▶ **Passage shown**:
The 15 top R&D spenders in the global biopharma business: 2016
Just about every player on this list has triggered a major overhaul of R&D in the past decade
Over the past nine years that I’ve been analyzing Big Pharma’s R&D numbers, there’s been some fluctuation in the top ten, but overall spending has remained fairly steady at roughly $70 billion a year.
Some big trends, though, emerge after you move beyond the top line number. Just about every player on this list has triggered a major overhaul of R&D in the past decade, shuttering facilities, laying off staffers, or at the very least chopping out core research areas and either narrowing their focus or adding new ones. (And it’s not over yet, as you can see from yesterday’s Merck reorganization story.) The turbulence has helped persuade a long list of top execs to leave the biggest companies and leap to the helm of biotech startups, which have been enriched by an IPO boom (now struggling) and a VC romp of historic proportions (not over yet). Cancer remains the Big Kahuna as new drugs offer dramatic breakthroughs, and some high drama, which is one reason why there is still lingering uncertainty over GSK’s decision to swap its late-stage and commercial assets for Novartis’s vaccines operation. Immuno-oncology in particularly is driving billions of dollars in new investments, and not just by Bristol-Myers and Merck.

▶ **Tasks to carry out**:
A - Name every company mentioned in the article on top biopharma R&D spenders.
B - According to the article on top biopharma R&D spenders, at roughly what level has overall spending stayed each year?
The data that comes next is separate from the article above.

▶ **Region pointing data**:

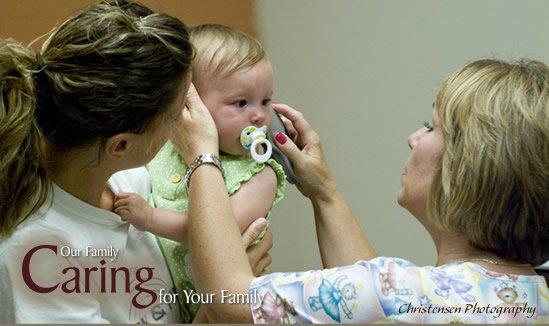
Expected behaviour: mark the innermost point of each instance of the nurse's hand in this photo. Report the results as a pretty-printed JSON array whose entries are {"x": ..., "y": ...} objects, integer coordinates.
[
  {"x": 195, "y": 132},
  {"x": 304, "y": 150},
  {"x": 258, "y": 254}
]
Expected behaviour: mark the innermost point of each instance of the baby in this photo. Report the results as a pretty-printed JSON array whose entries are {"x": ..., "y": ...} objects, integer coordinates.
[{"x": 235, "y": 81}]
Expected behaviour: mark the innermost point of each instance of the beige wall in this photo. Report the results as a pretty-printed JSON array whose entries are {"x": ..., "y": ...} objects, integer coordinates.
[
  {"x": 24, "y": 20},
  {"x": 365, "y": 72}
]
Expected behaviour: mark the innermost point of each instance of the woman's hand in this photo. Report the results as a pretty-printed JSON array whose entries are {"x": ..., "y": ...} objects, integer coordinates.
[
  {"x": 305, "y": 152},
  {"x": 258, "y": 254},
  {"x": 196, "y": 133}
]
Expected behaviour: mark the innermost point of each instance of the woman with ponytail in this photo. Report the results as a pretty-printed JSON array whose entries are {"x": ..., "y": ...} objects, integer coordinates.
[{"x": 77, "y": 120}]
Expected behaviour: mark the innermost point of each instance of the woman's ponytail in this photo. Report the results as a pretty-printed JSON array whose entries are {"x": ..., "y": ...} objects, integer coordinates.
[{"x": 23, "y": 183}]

▶ **Results for the exercise**:
A - Merck, GSK, Novartis, Bristol-Myers

B - Roughly $70 billion a year.